··· EXERCISE MATERIALS

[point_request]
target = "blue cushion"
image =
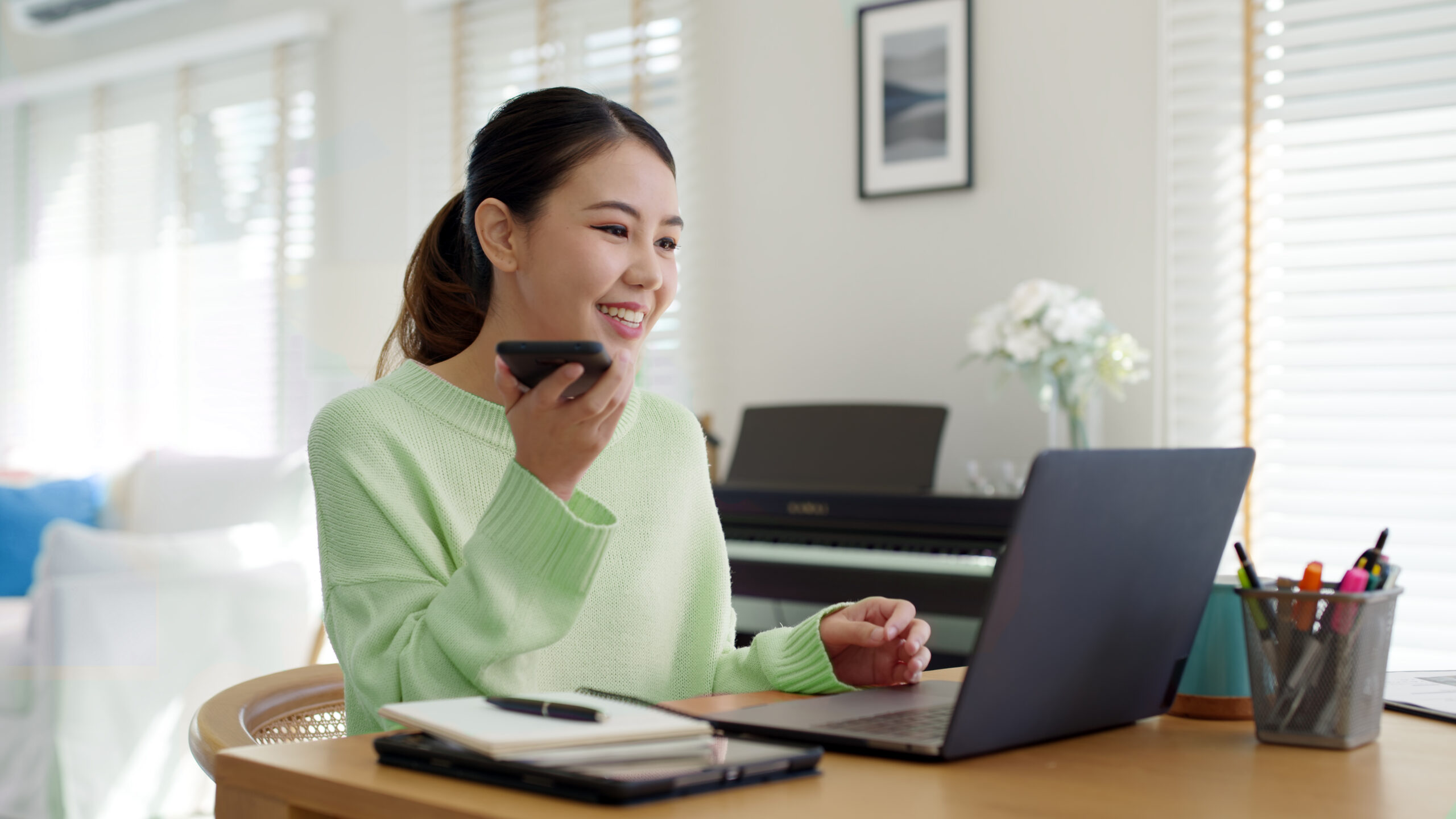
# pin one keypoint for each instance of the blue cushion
(24, 514)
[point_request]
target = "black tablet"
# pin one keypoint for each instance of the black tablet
(731, 763)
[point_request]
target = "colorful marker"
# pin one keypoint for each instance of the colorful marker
(1355, 581)
(1312, 582)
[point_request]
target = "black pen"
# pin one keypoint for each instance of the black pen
(1374, 554)
(544, 709)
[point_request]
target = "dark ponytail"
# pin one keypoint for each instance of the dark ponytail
(520, 156)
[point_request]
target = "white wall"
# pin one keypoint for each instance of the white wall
(803, 292)
(810, 293)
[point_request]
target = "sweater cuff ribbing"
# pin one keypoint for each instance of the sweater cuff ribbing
(561, 543)
(794, 659)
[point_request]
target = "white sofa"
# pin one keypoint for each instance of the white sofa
(204, 574)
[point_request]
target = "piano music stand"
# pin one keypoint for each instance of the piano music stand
(861, 448)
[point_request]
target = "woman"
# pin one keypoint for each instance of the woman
(478, 537)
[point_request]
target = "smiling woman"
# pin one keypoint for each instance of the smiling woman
(477, 537)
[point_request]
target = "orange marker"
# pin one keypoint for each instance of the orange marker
(1305, 610)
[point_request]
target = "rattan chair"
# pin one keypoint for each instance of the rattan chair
(293, 706)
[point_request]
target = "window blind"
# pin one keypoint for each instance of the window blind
(156, 226)
(466, 59)
(1351, 213)
(1355, 297)
(1202, 138)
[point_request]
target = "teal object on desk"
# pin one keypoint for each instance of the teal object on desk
(1218, 662)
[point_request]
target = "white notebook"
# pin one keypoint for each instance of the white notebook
(495, 732)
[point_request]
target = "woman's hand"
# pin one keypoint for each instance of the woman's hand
(557, 439)
(877, 642)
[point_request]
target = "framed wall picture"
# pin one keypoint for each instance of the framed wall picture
(915, 97)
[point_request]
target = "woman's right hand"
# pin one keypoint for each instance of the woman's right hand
(557, 439)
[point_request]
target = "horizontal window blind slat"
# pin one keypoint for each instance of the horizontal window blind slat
(1391, 24)
(1416, 198)
(1359, 178)
(1359, 53)
(1296, 110)
(1331, 11)
(1385, 76)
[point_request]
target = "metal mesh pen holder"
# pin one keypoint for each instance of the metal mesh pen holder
(1317, 664)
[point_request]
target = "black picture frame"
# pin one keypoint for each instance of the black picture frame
(922, 156)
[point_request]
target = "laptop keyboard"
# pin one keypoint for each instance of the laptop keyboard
(928, 725)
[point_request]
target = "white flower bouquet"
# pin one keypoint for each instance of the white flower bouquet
(1062, 344)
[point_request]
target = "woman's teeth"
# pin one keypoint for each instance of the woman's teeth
(631, 318)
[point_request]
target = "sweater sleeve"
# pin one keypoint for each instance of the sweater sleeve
(783, 659)
(404, 628)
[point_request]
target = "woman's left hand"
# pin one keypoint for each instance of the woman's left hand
(877, 642)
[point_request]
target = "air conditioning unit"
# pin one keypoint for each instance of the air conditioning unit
(66, 16)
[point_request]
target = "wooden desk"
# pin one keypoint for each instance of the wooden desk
(1158, 767)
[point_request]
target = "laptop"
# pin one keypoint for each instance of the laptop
(1094, 607)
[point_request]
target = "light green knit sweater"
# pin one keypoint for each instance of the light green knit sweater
(449, 570)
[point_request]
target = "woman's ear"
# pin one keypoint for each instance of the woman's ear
(500, 235)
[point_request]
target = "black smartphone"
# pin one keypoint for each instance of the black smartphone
(533, 361)
(733, 763)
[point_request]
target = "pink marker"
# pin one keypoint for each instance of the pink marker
(1355, 581)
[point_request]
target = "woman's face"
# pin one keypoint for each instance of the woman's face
(599, 263)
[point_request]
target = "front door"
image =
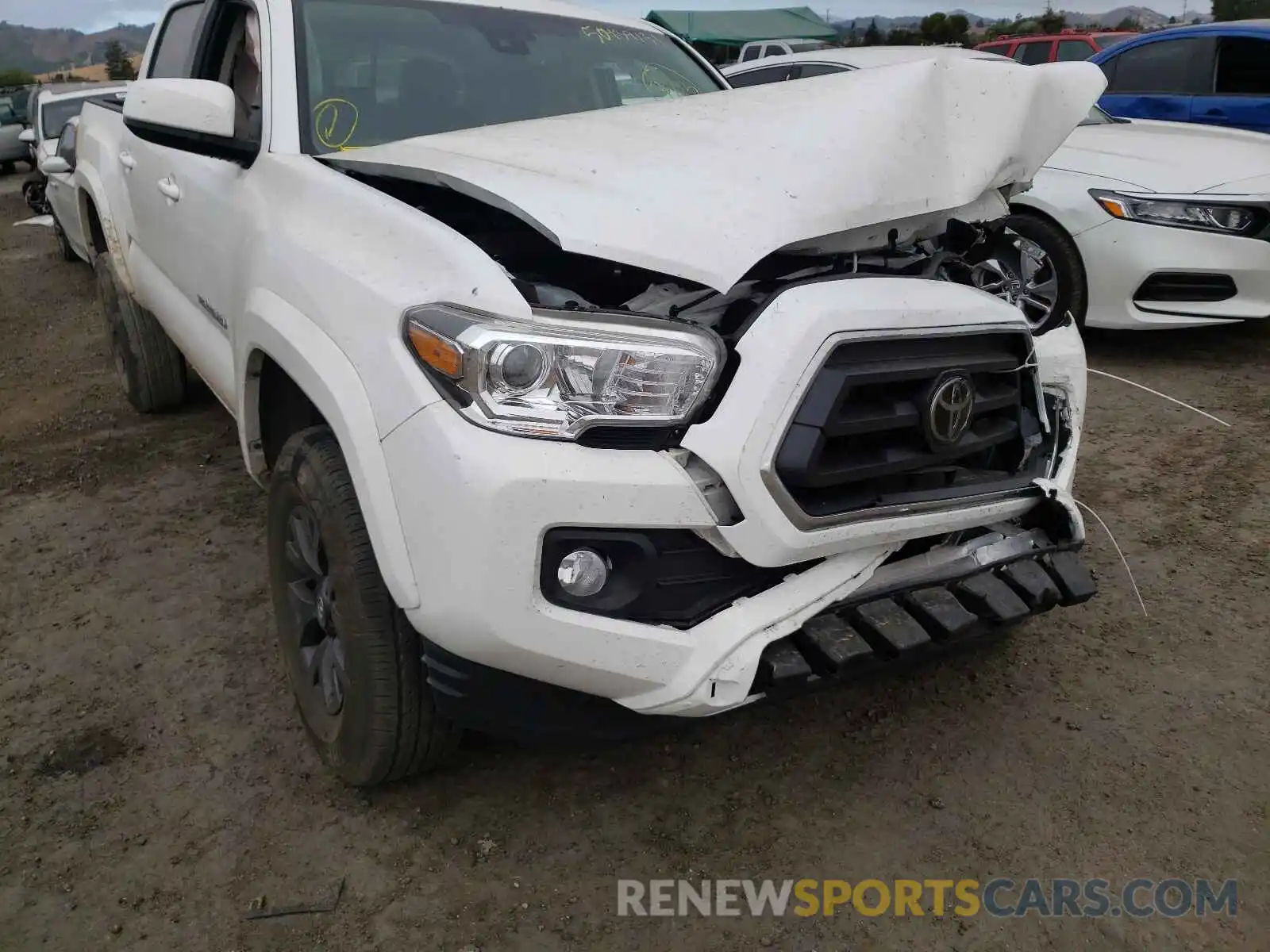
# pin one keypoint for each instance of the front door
(187, 251)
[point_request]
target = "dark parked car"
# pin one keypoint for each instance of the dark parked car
(1213, 73)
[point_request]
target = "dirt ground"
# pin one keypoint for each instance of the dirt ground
(156, 782)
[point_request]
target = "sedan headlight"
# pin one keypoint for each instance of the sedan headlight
(1180, 213)
(563, 372)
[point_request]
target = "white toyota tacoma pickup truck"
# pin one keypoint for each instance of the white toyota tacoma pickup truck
(573, 410)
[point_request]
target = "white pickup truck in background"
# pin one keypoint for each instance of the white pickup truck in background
(575, 413)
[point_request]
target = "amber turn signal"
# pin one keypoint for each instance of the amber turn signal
(435, 351)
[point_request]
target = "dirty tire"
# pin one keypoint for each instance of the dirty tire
(149, 366)
(1062, 251)
(387, 727)
(64, 244)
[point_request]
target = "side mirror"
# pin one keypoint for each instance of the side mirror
(55, 165)
(194, 116)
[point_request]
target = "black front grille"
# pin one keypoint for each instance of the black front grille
(861, 436)
(1165, 286)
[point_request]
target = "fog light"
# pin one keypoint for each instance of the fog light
(582, 573)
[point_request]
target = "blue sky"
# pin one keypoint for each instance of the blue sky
(97, 14)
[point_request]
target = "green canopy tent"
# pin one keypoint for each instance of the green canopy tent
(734, 29)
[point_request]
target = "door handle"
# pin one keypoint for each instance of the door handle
(168, 190)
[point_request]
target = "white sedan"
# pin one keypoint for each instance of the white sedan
(1134, 225)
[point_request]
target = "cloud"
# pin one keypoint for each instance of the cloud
(98, 14)
(88, 16)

······

> _AIM_
Quote all the lines above exactly as given. Do not include the pictures.

> _SOLUTION TO THIS TASK_
[point_request]
target = "blue cushion"
image =
# pin one keypoint for each instance of the blue cushion
(24, 514)
[point_request]
target = "black tablet"
# pin one keypoint for each instance of the black tablet
(731, 763)
[point_request]
target = "colorful marker"
# pin one keypoint for each instance of the colorful marker
(1355, 581)
(1312, 582)
[point_request]
target = "black pen"
# pin one keypoint for each instance of the black pen
(1374, 554)
(544, 709)
[point_request]
target = "dark ponytail"
# pin one keypoint for each instance of the dark ponytail
(520, 156)
[point_request]
target = "white wall"
# pin one keypoint for each instance of the white wall
(803, 292)
(810, 293)
[point_request]
target = "sweater cuff ribbing"
# pin one keypoint for each instance of the sweater cuff ribbing
(561, 543)
(794, 659)
[point_request]
target = "white sofa"
# pin one keypoint for each instance of the white sofa
(204, 574)
[point_request]
target = "piano music stand"
# pin one keypoint for each instance of the piano music stand
(861, 448)
[point_request]
target = "woman"
# pin one keypoint for each instance of the woman
(478, 537)
[point_request]
target = "smiling woman"
# pin one keypoint for each instance of the smiling woman
(477, 537)
[point_request]
target = "orange marker"
# pin one keypoint for each instance of the orange marker
(1305, 610)
[point_request]
target = "rattan chair"
# pin one keypoint for each instance of the rattan chair
(293, 706)
[point_request]
target = "window blind"
# pin one keypoint for each instance of the window blind
(156, 226)
(466, 59)
(1351, 213)
(1355, 297)
(1202, 138)
[point_request]
target = "teal object on desk"
# pin one keypoint for each instance of the teal object on desk
(1218, 662)
[point_request]
target = "white notebook"
# pin one keypoint for each instance of the white notebook
(495, 732)
[point_request]
target = "woman's hand"
# pin one keypoint for each instance of the woman's hand
(557, 439)
(877, 642)
[point_request]
target = "framed wall picture"
# pin one keypoint for each instance of the framed wall picture
(915, 97)
[point_request]
target = "woman's right hand"
# pin one keypoint for each instance of the woman's right hand
(557, 439)
[point_request]
target = "horizontal window blind slat"
# pin one keypoint for each instance of the horizontal window blind slat
(1391, 24)
(1416, 198)
(1359, 178)
(1359, 53)
(1296, 110)
(1331, 11)
(1385, 76)
[point_request]
target = "metal mesh pen holder"
# pin one keypoint for each instance of the metal mesh pen holder
(1317, 664)
[point_request]
target = "black picture frame"
# pin one keypoint for each instance of the black picture frame
(922, 156)
[point_request]
target = "laptop keyboard"
# pin one keypoint for each instance of the laptop keyboard
(928, 725)
[point_request]
target = "white flower bouquet"
# pin one keypoint for each instance of the white flower bouquet
(1062, 344)
[point_request]
target = "woman's teeth"
# pin one keypoint for each instance of the woman's teeth
(631, 318)
[point_request]
target = "sweater sleeve"
# pin one keypoint for each instance of the sweater sleeve
(783, 659)
(404, 628)
[point_request]
target = "woman's left hand"
# pin one keypoint for each instance of the woman's left hand
(877, 642)
[point_request]
target = "air conditioning unit"
# pin one keypoint for each instance of the air conditioning unit
(66, 16)
[point_request]
target = "wooden desk"
# pin one keypoint for each instance of the wooden desk
(1158, 767)
[point_request]
target = "laptop"
# pin one keypoint for each instance of the laptop
(1094, 607)
[point_request]
target = "light green knit sweater"
# pin one keypoint for each instance of the light green knit sweater
(449, 570)
[point_request]
target = "woman's ear"
# pin one keypoint for each instance of the woman's ear
(500, 235)
[point_request]
target = "black smartphone"
# pin one keypoint for each instance of the black smartphone
(533, 361)
(733, 763)
[point_request]
target = "pink marker"
# pin one keypoint for each instance of the pink marker
(1355, 581)
[point_request]
target = "woman's face"
# pin one keypoint for each instance of the woman's face
(599, 263)
[point_request]
target = "front door"
image =
# pin one keypoint for each instance of the front door
(187, 251)
[point_request]
target = "dark parked car"
# pin one keypoint for each instance of the dark parked car
(1213, 73)
[point_request]
target = "dirt ground"
# pin one keypoint for each instance of the dirt ground
(156, 782)
[point_request]
target = "sedan headlight"
# pin one keypoint for each instance of the sedan headlight
(1180, 213)
(563, 372)
[point_request]
target = "white toyota tacoma pickup truck"
# pin one keypoint for each instance of the white toyota tacoma pickup truck
(573, 410)
[point_request]
target = "white pickup truck in background"
# pin one keypoint for each instance of the white pickup truck in background
(575, 413)
[point_request]
target = "amber turn signal"
# pin one keypoint for each instance of the amber turn signal
(435, 351)
[point_request]
target = "dirty tire"
# pin one keypoint for each instance of the dirty tire
(149, 366)
(1062, 251)
(387, 727)
(64, 244)
[point_request]
target = "side mirror"
# pin one keypoint for each instance of the side mirror
(55, 165)
(194, 116)
[point_request]
target = "black front grille"
# pin one keypoint for each instance of the black front grille
(861, 436)
(1165, 286)
[point_request]
target = "fog light"
# pin one keypoint for each instance of the fog light
(582, 573)
[point_request]
target = "blue sky"
# pin one keypoint for each instance of the blue sky
(97, 14)
[point_request]
target = "green canopy tent"
# pin one keypoint for each instance of the green canopy tent
(734, 29)
[point_request]
target = "door handle"
# pin one keypoint for each instance of the door handle
(168, 190)
[point_request]
target = "white sedan"
# pin one keypoint for each instance of the white sedan
(1134, 225)
[point_request]
target = "cloud"
# pin one keypoint for each instance of the cloud
(98, 14)
(88, 16)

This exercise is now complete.